▶ **Problem to solve**
Reproduce the lines below with each "top-left and bottom-right corners" changed to "upper-left and lower-right corners" and nothing else altered. Omit the pictures from your answer.

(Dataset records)
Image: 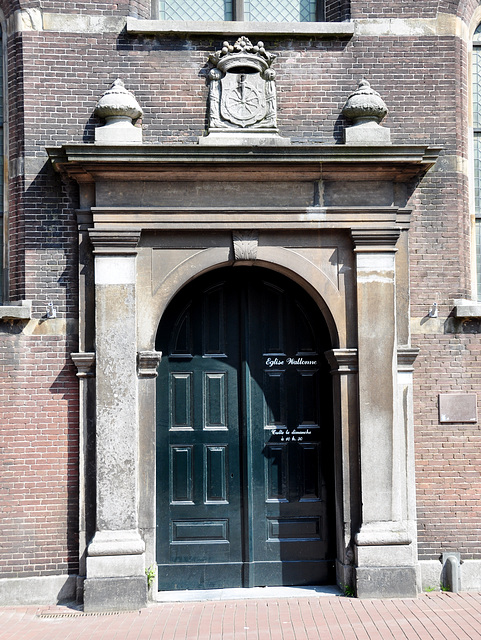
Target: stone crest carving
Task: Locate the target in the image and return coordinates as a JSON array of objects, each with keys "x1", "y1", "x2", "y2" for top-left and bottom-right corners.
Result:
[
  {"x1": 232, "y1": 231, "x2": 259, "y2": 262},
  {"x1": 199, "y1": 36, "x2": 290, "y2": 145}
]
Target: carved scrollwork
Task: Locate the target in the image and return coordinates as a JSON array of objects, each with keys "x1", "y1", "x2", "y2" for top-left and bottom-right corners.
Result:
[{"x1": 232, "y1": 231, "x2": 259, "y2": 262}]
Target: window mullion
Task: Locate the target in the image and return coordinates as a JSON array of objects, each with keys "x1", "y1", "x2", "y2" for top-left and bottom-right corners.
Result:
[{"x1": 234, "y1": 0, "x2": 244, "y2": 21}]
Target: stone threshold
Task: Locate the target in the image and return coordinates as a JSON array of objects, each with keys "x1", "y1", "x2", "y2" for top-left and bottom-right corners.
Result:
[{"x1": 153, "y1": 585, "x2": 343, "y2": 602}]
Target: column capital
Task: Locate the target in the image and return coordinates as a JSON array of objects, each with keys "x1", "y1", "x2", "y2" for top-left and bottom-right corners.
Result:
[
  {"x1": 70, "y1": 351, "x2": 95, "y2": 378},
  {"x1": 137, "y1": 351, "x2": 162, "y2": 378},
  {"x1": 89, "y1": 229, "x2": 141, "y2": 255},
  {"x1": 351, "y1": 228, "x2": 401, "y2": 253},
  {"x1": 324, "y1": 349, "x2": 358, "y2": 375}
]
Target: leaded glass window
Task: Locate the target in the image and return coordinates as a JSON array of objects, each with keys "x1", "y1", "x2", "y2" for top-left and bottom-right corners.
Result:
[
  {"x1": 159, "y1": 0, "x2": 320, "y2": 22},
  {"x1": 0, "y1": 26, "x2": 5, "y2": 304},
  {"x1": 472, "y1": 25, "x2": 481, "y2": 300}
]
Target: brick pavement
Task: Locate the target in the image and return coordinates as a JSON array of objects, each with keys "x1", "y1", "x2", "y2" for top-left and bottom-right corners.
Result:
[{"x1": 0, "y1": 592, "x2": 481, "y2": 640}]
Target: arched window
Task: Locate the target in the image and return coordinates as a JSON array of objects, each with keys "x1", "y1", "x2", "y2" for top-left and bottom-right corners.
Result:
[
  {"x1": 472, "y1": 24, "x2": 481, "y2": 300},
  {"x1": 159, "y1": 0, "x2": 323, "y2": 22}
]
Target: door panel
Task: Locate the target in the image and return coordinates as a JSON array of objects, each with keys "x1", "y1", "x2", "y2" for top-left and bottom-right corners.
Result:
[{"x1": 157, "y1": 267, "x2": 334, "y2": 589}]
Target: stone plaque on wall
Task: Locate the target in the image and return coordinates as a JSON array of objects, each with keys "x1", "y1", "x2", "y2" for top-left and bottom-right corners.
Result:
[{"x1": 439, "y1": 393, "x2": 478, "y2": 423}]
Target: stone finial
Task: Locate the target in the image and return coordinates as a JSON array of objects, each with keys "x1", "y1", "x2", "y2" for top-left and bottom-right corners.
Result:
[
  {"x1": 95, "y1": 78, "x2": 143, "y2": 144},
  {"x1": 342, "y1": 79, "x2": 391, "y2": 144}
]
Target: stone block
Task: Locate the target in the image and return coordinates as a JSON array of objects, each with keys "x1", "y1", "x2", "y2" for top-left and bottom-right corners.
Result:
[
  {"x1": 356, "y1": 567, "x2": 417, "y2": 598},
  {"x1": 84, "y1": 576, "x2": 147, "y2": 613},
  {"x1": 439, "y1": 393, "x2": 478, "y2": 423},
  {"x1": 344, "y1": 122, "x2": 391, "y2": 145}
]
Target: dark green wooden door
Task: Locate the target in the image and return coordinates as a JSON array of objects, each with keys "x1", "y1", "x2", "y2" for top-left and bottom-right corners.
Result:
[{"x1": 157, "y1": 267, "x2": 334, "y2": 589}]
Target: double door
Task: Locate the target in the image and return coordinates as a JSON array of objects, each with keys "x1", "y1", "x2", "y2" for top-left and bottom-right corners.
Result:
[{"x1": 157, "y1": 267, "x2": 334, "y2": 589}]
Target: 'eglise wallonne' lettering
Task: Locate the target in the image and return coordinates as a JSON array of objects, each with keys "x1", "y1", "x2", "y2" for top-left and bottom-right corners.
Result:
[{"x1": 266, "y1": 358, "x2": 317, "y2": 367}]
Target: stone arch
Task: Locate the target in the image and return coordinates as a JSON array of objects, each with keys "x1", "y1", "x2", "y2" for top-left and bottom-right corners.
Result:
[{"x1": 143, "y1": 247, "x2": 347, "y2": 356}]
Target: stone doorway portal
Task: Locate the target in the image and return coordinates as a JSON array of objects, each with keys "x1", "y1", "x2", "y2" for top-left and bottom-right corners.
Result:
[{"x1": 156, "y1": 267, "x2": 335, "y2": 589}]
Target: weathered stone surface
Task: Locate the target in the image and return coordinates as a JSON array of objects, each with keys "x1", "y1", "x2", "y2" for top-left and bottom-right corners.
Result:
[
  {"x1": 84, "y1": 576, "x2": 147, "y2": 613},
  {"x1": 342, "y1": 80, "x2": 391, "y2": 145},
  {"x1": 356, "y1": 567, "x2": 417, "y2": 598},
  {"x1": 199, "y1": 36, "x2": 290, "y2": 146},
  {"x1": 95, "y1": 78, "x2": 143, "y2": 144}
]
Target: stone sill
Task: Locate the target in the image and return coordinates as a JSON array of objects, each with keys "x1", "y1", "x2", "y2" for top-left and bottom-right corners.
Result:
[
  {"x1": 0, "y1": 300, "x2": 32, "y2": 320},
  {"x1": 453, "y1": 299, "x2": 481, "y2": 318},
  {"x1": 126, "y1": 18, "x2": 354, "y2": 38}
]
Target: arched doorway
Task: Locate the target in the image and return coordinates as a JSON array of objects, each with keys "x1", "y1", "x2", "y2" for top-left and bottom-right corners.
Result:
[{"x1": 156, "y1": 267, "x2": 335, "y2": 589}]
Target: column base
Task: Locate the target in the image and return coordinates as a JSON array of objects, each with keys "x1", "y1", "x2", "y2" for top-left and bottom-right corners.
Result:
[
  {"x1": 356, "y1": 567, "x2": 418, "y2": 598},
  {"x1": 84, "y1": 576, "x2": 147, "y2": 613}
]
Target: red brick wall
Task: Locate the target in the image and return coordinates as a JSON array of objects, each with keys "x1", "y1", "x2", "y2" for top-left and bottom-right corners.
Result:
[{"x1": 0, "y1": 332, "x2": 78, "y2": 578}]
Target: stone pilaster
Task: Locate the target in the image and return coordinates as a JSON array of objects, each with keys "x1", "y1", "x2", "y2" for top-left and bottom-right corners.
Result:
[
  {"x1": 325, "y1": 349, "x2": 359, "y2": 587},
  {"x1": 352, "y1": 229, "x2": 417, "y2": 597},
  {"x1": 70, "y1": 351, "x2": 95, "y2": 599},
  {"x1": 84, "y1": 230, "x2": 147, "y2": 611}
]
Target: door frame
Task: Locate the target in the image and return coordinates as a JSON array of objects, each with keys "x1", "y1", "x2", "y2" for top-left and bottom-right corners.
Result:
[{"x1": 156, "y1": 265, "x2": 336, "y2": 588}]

▶ **Result for this task**
Image: 
Target: stone crest carving
Task: Locate the target in the image and return coordinates as a JSON array of objects, each with keys "x1", "y1", "x2", "y2" for upper-left and lower-right corners.
Result:
[
  {"x1": 232, "y1": 231, "x2": 259, "y2": 262},
  {"x1": 199, "y1": 36, "x2": 290, "y2": 145}
]
Target: carved scrollwork
Task: Locate the target in the image and return coordinates as a JSON array of objects, each with keys "x1", "y1", "x2", "y2" for upper-left and lower-right corners.
Result:
[{"x1": 232, "y1": 231, "x2": 259, "y2": 262}]
Target: window mullion
Task: Locate the target in the image and return coordinates as a JSON array of objects, each with keys "x1", "y1", "x2", "y2" for upper-left and lower-right corners.
Result:
[{"x1": 234, "y1": 0, "x2": 244, "y2": 21}]
Target: stone threshold
Task: Locate the target in the image and return coordinates as a JSON array of objects, each with keys "x1", "y1", "x2", "y2" for upper-left and lower-right corners.
Result:
[{"x1": 153, "y1": 585, "x2": 343, "y2": 602}]
Target: column capital
Task: Locate the target in the image and return coordinates as a JSON array of objects, each with keys "x1", "y1", "x2", "y2" for upper-left and lower-right corners.
Result:
[
  {"x1": 70, "y1": 351, "x2": 95, "y2": 378},
  {"x1": 137, "y1": 351, "x2": 162, "y2": 378},
  {"x1": 89, "y1": 229, "x2": 141, "y2": 255},
  {"x1": 351, "y1": 228, "x2": 401, "y2": 253},
  {"x1": 324, "y1": 349, "x2": 358, "y2": 375}
]
Target: leaded glass window
Task: Locate the target in the image and return coordinates as a JSON array of objects, each with keys "x1", "y1", "x2", "y2" for upper-left and lower-right corners.
Result:
[
  {"x1": 159, "y1": 0, "x2": 320, "y2": 22},
  {"x1": 0, "y1": 26, "x2": 5, "y2": 304},
  {"x1": 472, "y1": 25, "x2": 481, "y2": 300}
]
Target: brick pavement
Task: Locate the target in the image and return coordinates as a JSON array of objects, each with keys "x1", "y1", "x2", "y2" for upper-left and lower-right corners.
Result:
[{"x1": 0, "y1": 592, "x2": 481, "y2": 640}]
Target: arched window
Task: Locate the target in the image and return coordinates as a JSON array of objects, each with keys "x1", "y1", "x2", "y2" for upper-left and lower-right corners.
Result:
[
  {"x1": 472, "y1": 24, "x2": 481, "y2": 300},
  {"x1": 159, "y1": 0, "x2": 323, "y2": 22}
]
Target: door panel
Task: Locate the target in the image and return coordinates as a JSON array of objects, each with keys "x1", "y1", "x2", "y2" for upper-left and lower-right corners.
Result:
[{"x1": 157, "y1": 267, "x2": 334, "y2": 589}]
Target: stone plaque on wall
Task: Locate the target in the image and return coordinates as a JSON array of objects, each with keys "x1", "y1", "x2", "y2" for upper-left and lower-right corners.
Result:
[{"x1": 439, "y1": 393, "x2": 478, "y2": 423}]
Target: stone finial
Task: Locate the target in the image and return coordinates as a JSON array of objects, each with keys "x1", "y1", "x2", "y2" for upper-left and lower-right corners.
Result:
[
  {"x1": 95, "y1": 78, "x2": 143, "y2": 144},
  {"x1": 342, "y1": 79, "x2": 391, "y2": 144}
]
Target: stone block
Task: Locate the target in the image and return coordinates as a JSON array of objects, each with keys "x1", "y1", "x2", "y2" for upper-left and lower-right corners.
Result:
[
  {"x1": 356, "y1": 567, "x2": 417, "y2": 598},
  {"x1": 84, "y1": 576, "x2": 147, "y2": 613},
  {"x1": 439, "y1": 393, "x2": 478, "y2": 423},
  {"x1": 344, "y1": 122, "x2": 391, "y2": 145}
]
Target: dark green wooden door
Task: Locate the target in the image and return coordinates as a JSON array of objects, each with keys "x1", "y1", "x2", "y2" for upper-left and lower-right corners.
Result:
[{"x1": 157, "y1": 267, "x2": 334, "y2": 589}]
Target: double door
Task: Locate the target in the image and return coordinates as a JSON array of objects, each with keys "x1", "y1", "x2", "y2" for upper-left and lower-right corners.
Result:
[{"x1": 157, "y1": 267, "x2": 334, "y2": 589}]
Target: 'eglise wallonne' lettering
Task: Locate the target in the image and return coordinates as a JSON array of objects, each with keys "x1", "y1", "x2", "y2" for upper-left and lower-right corners.
Result:
[{"x1": 266, "y1": 358, "x2": 317, "y2": 367}]
Target: stone arch
Task: Locate the target in the image and return coordinates as a JSON array of objects, each with keys "x1", "y1", "x2", "y2" for upper-left and lower-right corners.
Result:
[{"x1": 143, "y1": 247, "x2": 347, "y2": 356}]
Target: stone doorway portal
Task: Locate the target in the image and return coordinates as a JSON array of objects, each with keys "x1", "y1", "x2", "y2" for upper-left and lower-right corners.
Result:
[{"x1": 156, "y1": 267, "x2": 335, "y2": 589}]
Target: weathered stone surface
Task: Locate the target in the image and return coordinates as a JSON array of objects, each with keys "x1", "y1", "x2", "y2" for upper-left and lower-right corners.
Result:
[
  {"x1": 84, "y1": 576, "x2": 147, "y2": 613},
  {"x1": 342, "y1": 80, "x2": 391, "y2": 145},
  {"x1": 356, "y1": 567, "x2": 417, "y2": 598},
  {"x1": 199, "y1": 36, "x2": 290, "y2": 146},
  {"x1": 95, "y1": 78, "x2": 143, "y2": 144}
]
Target: stone sill
Task: Locate the target in the image and return coordinates as a JSON array of objects, each with keys "x1", "y1", "x2", "y2" for upper-left and lower-right corners.
Result:
[
  {"x1": 0, "y1": 300, "x2": 32, "y2": 320},
  {"x1": 453, "y1": 299, "x2": 481, "y2": 318},
  {"x1": 126, "y1": 18, "x2": 354, "y2": 38}
]
Target: arched doorway
Task: Locate the target in the image and return coordinates as a JSON array of objects, each with keys "x1", "y1", "x2", "y2" for upper-left and lower-right corners.
Result:
[{"x1": 156, "y1": 267, "x2": 335, "y2": 589}]
Target: column base
Task: Locate the target in the image and return coordinates as a JSON array of objects, each with keys "x1", "y1", "x2", "y2" for upper-left and lower-right corners.
Result:
[
  {"x1": 356, "y1": 567, "x2": 418, "y2": 598},
  {"x1": 84, "y1": 576, "x2": 147, "y2": 613}
]
Target: red brick wall
Task: Locate the target in the image and return coordinates as a JSON array of objects, each with keys "x1", "y1", "x2", "y2" for upper-left and lower-right corners.
Result:
[{"x1": 0, "y1": 332, "x2": 78, "y2": 578}]
Target: stone pilaster
Task: Locate the target in the image and return coordinates as a JSON array of objects, each with keys "x1", "y1", "x2", "y2" for upper-left and lower-right corners.
Result:
[
  {"x1": 325, "y1": 349, "x2": 359, "y2": 587},
  {"x1": 352, "y1": 229, "x2": 417, "y2": 597},
  {"x1": 70, "y1": 351, "x2": 95, "y2": 599},
  {"x1": 84, "y1": 230, "x2": 147, "y2": 611}
]
Target: door frame
Task: Locate the target in the image and return coordinates as a JSON array of objects, each with keys "x1", "y1", "x2", "y2" for upper-left and lower-right corners.
Result:
[{"x1": 156, "y1": 265, "x2": 336, "y2": 588}]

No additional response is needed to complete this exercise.